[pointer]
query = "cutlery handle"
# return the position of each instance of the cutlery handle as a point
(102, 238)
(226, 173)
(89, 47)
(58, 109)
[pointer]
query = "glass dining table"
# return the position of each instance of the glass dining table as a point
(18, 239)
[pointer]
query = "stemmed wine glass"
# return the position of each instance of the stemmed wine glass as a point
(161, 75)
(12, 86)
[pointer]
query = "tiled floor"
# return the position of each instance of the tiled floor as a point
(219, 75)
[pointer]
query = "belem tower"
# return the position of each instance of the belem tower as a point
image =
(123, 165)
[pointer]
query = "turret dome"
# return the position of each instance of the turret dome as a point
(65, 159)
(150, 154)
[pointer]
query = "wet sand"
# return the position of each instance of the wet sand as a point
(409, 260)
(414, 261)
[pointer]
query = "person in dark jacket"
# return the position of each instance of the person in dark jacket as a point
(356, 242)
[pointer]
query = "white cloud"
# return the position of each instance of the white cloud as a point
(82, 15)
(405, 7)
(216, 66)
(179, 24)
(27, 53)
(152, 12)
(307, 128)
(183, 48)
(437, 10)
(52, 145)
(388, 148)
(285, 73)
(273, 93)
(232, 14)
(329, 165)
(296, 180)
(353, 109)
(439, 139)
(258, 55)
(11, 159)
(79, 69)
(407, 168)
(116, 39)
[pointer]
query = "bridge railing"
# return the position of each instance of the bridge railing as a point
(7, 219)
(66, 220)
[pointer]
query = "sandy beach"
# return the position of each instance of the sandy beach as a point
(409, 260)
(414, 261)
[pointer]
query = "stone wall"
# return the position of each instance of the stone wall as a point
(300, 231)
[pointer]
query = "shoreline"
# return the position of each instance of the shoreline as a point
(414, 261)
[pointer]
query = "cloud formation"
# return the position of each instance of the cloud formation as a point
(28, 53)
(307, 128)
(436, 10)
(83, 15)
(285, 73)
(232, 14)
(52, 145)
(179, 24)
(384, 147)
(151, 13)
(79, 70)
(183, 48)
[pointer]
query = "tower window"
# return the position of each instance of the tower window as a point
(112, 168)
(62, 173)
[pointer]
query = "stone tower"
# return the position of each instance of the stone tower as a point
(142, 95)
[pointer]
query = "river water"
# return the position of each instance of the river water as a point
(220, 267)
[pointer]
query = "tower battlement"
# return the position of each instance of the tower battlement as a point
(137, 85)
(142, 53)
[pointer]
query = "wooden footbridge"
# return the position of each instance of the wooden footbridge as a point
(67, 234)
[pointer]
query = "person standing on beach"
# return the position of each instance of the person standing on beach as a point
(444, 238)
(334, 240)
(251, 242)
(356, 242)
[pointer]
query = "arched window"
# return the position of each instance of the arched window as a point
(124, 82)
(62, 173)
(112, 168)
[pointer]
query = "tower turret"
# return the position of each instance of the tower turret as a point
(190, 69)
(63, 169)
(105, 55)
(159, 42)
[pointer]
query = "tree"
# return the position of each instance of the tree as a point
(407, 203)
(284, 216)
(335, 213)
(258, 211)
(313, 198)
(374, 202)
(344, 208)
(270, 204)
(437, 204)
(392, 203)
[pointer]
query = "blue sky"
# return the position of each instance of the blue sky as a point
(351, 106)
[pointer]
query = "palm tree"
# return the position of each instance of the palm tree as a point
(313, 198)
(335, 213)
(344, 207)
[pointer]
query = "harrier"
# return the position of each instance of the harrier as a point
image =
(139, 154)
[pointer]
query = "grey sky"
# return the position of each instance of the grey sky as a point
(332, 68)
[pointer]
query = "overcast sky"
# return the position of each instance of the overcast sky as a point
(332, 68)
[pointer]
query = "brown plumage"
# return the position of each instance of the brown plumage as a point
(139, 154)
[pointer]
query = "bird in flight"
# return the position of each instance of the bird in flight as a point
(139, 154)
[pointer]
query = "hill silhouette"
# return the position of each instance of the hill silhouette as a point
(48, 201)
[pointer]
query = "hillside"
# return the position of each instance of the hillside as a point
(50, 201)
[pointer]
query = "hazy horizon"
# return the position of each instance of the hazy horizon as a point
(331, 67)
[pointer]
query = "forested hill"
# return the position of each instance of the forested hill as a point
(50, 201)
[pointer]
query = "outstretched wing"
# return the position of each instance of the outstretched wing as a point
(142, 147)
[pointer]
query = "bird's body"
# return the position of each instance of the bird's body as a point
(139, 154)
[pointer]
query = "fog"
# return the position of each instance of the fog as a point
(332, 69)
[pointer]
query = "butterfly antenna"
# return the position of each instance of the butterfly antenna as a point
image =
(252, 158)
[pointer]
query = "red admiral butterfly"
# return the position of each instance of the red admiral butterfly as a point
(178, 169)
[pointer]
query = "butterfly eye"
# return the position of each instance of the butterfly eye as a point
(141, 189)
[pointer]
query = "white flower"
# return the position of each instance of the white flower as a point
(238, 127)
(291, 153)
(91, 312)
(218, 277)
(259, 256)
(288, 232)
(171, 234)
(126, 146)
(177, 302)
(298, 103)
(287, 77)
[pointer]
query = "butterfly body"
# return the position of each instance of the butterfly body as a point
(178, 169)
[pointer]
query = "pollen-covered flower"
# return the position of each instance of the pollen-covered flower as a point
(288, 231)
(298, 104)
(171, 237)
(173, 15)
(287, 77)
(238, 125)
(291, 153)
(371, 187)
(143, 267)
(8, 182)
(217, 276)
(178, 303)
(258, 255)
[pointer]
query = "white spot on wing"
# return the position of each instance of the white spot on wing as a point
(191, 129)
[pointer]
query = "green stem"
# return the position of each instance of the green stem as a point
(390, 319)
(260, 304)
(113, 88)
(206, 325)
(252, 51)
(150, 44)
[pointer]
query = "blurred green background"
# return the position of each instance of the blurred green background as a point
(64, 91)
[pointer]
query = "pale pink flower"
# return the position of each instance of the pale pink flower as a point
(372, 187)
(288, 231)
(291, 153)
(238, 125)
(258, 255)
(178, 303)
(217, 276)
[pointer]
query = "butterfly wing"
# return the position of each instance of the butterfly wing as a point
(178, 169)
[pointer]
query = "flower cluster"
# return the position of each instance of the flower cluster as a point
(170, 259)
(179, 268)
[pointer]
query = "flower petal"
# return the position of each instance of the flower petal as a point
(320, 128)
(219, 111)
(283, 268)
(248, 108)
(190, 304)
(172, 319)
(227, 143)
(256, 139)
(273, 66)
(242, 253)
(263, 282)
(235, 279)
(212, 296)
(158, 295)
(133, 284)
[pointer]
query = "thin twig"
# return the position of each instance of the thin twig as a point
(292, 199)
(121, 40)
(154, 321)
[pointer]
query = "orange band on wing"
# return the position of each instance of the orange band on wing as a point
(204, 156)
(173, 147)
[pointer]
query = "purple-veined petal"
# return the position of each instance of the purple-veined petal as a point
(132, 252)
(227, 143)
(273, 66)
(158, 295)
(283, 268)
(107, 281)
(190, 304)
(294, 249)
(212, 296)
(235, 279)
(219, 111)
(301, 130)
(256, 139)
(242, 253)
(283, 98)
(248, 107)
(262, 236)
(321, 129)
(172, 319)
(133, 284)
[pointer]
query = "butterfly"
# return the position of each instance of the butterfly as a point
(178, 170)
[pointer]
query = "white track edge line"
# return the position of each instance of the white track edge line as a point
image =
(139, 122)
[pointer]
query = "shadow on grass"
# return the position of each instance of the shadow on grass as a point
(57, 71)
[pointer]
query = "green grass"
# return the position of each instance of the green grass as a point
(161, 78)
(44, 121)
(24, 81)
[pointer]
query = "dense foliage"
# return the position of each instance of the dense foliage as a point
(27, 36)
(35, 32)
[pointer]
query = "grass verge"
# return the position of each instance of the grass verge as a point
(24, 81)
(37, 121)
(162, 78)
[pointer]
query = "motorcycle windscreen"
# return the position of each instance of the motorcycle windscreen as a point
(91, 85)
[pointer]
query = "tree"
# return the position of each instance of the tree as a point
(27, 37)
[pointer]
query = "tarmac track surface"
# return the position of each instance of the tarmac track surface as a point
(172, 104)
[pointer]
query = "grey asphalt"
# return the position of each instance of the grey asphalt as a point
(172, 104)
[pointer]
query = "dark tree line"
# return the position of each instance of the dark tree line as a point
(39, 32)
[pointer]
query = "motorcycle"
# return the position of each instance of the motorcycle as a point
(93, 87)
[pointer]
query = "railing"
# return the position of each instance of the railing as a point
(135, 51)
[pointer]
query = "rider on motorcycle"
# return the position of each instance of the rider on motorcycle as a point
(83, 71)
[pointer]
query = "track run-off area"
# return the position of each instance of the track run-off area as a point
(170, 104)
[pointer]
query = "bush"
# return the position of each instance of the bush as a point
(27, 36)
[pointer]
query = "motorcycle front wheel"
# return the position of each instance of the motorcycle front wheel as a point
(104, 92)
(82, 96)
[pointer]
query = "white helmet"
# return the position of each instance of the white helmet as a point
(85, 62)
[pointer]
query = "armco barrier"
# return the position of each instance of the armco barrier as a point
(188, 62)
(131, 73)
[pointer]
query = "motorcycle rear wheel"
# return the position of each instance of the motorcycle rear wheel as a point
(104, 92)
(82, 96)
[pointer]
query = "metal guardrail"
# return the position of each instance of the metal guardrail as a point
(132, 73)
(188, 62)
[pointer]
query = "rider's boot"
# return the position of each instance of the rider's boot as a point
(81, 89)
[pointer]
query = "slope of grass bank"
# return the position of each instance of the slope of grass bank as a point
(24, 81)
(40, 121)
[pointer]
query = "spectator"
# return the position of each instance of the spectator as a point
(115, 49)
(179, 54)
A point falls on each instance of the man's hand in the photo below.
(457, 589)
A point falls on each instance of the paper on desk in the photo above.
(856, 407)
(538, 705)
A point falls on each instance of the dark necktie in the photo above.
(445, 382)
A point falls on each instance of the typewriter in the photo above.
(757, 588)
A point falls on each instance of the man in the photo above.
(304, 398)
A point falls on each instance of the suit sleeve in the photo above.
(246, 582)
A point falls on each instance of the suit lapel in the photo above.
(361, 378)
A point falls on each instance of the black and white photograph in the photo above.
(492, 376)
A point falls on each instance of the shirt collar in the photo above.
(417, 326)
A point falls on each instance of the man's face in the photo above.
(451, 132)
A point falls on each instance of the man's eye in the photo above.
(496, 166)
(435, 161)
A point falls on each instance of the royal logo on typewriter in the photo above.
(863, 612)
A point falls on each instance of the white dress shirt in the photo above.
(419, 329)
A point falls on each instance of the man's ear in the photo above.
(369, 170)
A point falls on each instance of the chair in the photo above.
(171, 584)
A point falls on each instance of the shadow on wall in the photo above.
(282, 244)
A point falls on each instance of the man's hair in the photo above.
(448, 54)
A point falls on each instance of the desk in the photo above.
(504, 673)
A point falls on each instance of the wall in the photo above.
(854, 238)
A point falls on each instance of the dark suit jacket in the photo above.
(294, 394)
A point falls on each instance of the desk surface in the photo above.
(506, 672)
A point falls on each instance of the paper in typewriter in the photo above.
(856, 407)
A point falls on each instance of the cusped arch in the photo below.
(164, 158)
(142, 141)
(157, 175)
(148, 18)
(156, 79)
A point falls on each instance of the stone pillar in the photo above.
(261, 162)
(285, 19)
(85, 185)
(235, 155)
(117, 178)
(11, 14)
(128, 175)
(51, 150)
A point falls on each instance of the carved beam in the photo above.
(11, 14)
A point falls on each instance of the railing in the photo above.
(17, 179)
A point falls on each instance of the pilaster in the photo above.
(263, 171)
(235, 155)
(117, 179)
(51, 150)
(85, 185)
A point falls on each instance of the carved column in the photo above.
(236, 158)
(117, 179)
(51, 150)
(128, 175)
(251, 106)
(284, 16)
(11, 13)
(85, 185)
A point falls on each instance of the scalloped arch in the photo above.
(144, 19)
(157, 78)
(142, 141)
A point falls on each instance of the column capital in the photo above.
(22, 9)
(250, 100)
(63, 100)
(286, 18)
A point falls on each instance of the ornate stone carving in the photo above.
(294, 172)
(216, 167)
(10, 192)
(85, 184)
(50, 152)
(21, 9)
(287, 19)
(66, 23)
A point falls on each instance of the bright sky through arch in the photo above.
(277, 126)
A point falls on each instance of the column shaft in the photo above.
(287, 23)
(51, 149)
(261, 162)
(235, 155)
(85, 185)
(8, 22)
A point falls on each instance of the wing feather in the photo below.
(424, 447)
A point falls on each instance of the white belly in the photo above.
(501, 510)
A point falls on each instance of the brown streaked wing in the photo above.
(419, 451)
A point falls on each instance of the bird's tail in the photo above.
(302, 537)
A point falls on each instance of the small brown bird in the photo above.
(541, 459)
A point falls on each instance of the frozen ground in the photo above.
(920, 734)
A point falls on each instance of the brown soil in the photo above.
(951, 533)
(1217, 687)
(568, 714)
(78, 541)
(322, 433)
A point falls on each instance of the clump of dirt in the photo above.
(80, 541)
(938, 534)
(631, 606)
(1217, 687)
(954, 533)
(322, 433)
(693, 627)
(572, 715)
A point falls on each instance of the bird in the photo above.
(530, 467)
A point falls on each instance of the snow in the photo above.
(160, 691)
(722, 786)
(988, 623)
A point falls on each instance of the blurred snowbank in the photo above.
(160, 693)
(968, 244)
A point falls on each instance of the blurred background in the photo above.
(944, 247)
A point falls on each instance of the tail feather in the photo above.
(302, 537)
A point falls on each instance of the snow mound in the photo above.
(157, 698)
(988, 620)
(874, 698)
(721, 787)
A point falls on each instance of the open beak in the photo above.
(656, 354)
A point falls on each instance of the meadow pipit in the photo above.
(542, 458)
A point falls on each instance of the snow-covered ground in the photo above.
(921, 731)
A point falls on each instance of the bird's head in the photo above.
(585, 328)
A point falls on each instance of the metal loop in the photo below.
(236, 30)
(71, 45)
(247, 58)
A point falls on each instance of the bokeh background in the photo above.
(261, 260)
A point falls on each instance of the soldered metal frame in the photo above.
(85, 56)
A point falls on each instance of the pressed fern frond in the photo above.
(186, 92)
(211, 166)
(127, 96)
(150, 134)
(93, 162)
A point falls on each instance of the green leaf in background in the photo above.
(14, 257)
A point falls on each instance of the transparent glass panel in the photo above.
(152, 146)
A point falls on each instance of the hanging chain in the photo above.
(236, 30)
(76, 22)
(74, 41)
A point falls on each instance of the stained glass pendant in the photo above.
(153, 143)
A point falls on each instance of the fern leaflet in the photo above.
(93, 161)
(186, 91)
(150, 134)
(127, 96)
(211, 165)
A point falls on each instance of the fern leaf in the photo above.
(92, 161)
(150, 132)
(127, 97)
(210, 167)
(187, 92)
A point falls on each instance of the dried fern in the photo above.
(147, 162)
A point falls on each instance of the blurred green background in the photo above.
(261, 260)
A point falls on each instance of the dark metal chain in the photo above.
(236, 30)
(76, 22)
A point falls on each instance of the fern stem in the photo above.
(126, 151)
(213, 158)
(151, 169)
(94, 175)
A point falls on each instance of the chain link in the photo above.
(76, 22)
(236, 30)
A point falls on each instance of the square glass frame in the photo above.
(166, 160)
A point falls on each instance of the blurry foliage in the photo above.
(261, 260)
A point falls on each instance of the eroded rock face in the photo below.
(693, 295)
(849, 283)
☆ ☆ ☆ ☆ ☆
### Prompt
Your answer should be a single number: the count of lines in the entries that contain the word "edge".

### Response below
2